### Aim of the task
Write the next few paragraphs of the account of using Chinese on trips around China, picking up after its final sentence.

Start of Text to read

Using Chinese in different situations: from rivers to roads

Although our stay in China is rapidly coming to a conclusion – less than three months to go – I find myself still wanting to learn as much Chinese as possible. Part of my motivation comes from the satisfaction of being able to take visitors around without too much stress and from the sheer enjoyment of being able to engage with Chinese people and find out a bit more about their lives and opinions.

For example, on a burning hot day out in the countryside near Yangshou/Guilin, an elderly man kindly invited us into his very bare and poverty stricken house to shelter from the sun. Probably he didn’t speak a lot more Putonghua (Mandarin) than me, but we managed to converse a little. He talked about his sons and proudly showed us studio portraits of himself and his wife, and they agreed to pose for us to take more photos. His wife grimly kept her mouth shut, so as not to display her broken and missing teeth.

Another day on a bamboo raft, floating down the Yulong river in the glorious karst landscape, I talked to my boatman. He and the older man propelling my friends’ raft chatted in the local dialect and then called out to other passing boatman. ‘This foreign woman can talk Putonghua and she lives in Ningbo’, I heard a few times. Chinese tourists on rafts were manoeuvred closer to me, so that they could observe such an extraordinary phenomenon. More opportunities to pass the time of day and ask them where they were from and if they were having a good time – ‘hao wan’ – having fun, as the Chinese say. Many of our visitors have remarked on the jollity of Chinese people – unremittingly negative press about China back in the West has meant people are surprised to see the very public displays of sociability and relaxation amongst Chinese crowds and tourists.

All the work I put into studying the local menu in our local restaurant back in Ningbo had not been in vain. One night my friends and I chose a small Sichuan restaurant just down the street from our hotel in Suzhou. On the menu there were very limited pictures and no English. It was one of those menus where you have to tick what you want to order – very daunting. I could recognise the characters for black fish (recommended by Yona), spice (chilli), potatoes and cabbage and ticked these. Back came the waitress with a host of questions which I didn’t understand. ‘You decide’, I said. This wasn’t good enough and she showed me on another table what the fish might look like. Light dawned slowly – it was all about presenting the fish in one shallow metal dish with the vegetables, and a small flame underneath. Would we like it like that? I assured her we would.

Sure enough, when the fish came it was delicious – fleshy, with few bones and floating in a sea of spicy sauce with potato and cabbage. My English friends showed impressive chopstick skills and we polished it all off with aplomb, washed down with weak Chinese beer. The meal was such as a success that we all agreed to return to the restaurant on our last evening in Suzhou and eschew the rather formal restaurant in the hotel.

End of Text to read
Start of Excerpted records

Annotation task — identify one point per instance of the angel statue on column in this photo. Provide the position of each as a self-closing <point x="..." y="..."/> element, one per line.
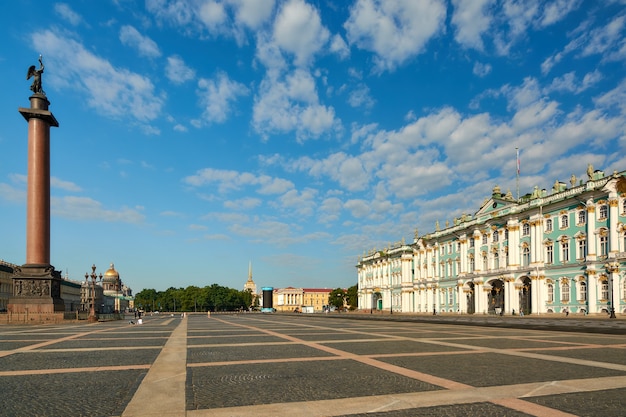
<point x="36" y="74"/>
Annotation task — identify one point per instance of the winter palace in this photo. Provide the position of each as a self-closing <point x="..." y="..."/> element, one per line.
<point x="562" y="251"/>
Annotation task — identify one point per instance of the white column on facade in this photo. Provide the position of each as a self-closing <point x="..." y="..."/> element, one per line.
<point x="463" y="254"/>
<point x="613" y="217"/>
<point x="509" y="292"/>
<point x="541" y="293"/>
<point x="592" y="291"/>
<point x="591" y="230"/>
<point x="480" y="297"/>
<point x="534" y="299"/>
<point x="514" y="242"/>
<point x="461" y="297"/>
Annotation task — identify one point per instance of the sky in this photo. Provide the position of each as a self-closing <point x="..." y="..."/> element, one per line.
<point x="198" y="137"/>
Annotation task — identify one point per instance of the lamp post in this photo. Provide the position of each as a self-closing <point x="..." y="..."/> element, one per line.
<point x="92" y="311"/>
<point x="613" y="268"/>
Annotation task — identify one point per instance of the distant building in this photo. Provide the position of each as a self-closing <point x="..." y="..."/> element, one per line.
<point x="289" y="299"/>
<point x="6" y="283"/>
<point x="111" y="294"/>
<point x="71" y="293"/>
<point x="251" y="286"/>
<point x="563" y="251"/>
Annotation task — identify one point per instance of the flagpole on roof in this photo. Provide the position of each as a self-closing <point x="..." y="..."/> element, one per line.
<point x="517" y="164"/>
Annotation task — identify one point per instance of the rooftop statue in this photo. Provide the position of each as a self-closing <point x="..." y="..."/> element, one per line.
<point x="36" y="74"/>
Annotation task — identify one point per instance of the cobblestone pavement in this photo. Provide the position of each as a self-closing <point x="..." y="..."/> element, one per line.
<point x="313" y="365"/>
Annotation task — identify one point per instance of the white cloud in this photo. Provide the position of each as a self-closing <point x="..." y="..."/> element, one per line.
<point x="298" y="30"/>
<point x="395" y="30"/>
<point x="291" y="104"/>
<point x="481" y="70"/>
<point x="64" y="185"/>
<point x="339" y="47"/>
<point x="130" y="36"/>
<point x="177" y="71"/>
<point x="84" y="208"/>
<point x="217" y="96"/>
<point x="252" y="13"/>
<point x="114" y="92"/>
<point x="471" y="19"/>
<point x="228" y="180"/>
<point x="361" y="97"/>
<point x="69" y="15"/>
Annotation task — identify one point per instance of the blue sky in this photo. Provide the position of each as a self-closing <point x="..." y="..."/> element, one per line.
<point x="198" y="136"/>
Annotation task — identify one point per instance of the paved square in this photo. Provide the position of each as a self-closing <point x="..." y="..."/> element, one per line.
<point x="312" y="365"/>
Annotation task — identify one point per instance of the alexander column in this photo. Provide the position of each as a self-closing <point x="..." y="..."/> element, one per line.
<point x="36" y="284"/>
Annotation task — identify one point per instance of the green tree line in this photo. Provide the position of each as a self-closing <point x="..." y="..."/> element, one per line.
<point x="210" y="298"/>
<point x="218" y="298"/>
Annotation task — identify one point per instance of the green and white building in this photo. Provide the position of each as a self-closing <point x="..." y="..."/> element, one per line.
<point x="546" y="252"/>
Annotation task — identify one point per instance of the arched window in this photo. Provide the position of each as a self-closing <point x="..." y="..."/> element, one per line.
<point x="525" y="256"/>
<point x="582" y="293"/>
<point x="582" y="249"/>
<point x="564" y="251"/>
<point x="550" y="293"/>
<point x="604" y="289"/>
<point x="564" y="291"/>
<point x="549" y="253"/>
<point x="604" y="245"/>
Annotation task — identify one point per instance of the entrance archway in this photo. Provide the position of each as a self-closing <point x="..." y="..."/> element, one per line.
<point x="471" y="299"/>
<point x="496" y="297"/>
<point x="377" y="301"/>
<point x="525" y="299"/>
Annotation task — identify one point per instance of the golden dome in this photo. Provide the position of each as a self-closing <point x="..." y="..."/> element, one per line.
<point x="111" y="274"/>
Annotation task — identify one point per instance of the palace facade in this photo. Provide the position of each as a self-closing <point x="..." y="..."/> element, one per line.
<point x="557" y="252"/>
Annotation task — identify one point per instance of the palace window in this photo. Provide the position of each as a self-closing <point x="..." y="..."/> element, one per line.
<point x="525" y="256"/>
<point x="564" y="251"/>
<point x="550" y="293"/>
<point x="582" y="296"/>
<point x="604" y="290"/>
<point x="582" y="249"/>
<point x="604" y="245"/>
<point x="550" y="253"/>
<point x="565" y="292"/>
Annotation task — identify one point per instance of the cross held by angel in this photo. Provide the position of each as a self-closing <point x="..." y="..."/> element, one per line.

End of Excerpted records

### Exercise result
This time I was better prepared. I realized that one question had been about the weight of the fish – how big a fish did we want? (This has been confirmed in a recent conversation class). I agreed to the weight that was suggested. We attempted to choose a different sauce but were firmly told by the waitress that this would be too spicy for us – so once again we did as we were told. We didn’t regret it – a second heavenly meal followed, this time with a sauce of preserved or ‘sour’ vegetables.

Sadly, my improved language skills were only partially successful when dealing with a taxi driver in Shanghai on the final part of our travels. Our plane took off late from Guilin and we arrived in Pudong airport at 11.30pm. ‘No underground’, an official told me firmly. We muttered about the aspiration of Shanghai to be a world city if its major transport link closed down so early, but resigned ourselves to queuing for a taxi.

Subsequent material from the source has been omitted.